- _Required work_
Look through the records that follow. Copy every line containing the word "black".

Collected data entries
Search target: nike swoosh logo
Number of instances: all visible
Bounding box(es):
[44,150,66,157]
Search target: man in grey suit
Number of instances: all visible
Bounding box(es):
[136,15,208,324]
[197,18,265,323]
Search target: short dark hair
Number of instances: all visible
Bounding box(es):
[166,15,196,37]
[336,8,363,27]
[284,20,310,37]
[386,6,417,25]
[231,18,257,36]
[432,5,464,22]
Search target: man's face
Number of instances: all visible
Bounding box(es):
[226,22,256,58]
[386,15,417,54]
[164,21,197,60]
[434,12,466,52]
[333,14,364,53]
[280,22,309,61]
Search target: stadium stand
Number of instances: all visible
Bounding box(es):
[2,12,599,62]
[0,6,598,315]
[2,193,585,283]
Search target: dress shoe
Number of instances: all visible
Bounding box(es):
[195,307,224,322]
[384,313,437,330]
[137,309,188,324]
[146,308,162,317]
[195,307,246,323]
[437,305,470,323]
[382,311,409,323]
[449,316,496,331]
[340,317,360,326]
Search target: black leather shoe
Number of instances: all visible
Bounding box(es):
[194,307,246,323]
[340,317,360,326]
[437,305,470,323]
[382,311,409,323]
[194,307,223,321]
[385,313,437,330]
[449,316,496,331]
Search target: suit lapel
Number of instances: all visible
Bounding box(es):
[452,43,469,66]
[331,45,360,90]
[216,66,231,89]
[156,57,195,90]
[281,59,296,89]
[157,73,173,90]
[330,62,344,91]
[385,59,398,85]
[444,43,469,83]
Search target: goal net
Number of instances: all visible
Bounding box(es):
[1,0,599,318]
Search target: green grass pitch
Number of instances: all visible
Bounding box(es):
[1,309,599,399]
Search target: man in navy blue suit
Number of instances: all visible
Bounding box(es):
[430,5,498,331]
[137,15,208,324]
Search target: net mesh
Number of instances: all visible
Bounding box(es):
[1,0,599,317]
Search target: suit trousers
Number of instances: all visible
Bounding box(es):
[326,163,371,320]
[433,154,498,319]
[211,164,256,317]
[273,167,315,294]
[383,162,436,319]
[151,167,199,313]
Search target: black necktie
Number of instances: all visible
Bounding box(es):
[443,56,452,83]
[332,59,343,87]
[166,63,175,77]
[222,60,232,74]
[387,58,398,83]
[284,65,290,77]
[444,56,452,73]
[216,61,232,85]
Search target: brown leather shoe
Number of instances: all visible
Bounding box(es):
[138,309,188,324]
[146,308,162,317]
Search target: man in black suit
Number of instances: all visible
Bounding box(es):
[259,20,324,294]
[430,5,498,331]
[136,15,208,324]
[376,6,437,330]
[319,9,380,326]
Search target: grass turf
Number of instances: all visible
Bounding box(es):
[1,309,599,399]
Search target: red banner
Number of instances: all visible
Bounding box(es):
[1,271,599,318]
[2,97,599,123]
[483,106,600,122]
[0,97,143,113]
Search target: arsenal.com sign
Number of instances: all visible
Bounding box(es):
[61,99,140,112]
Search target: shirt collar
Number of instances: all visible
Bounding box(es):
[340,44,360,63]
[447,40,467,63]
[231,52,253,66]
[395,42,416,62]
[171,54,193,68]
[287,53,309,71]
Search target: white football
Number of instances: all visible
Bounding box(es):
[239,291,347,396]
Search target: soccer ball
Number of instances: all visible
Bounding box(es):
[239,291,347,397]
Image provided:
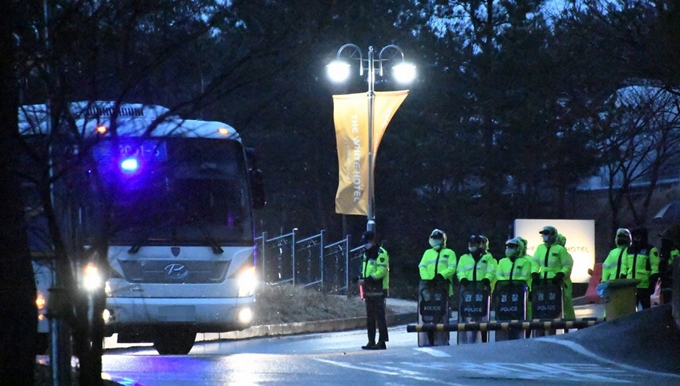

- _Your response_
Search target: black leather shoe
Search target: black necktie
Search target: man in black suit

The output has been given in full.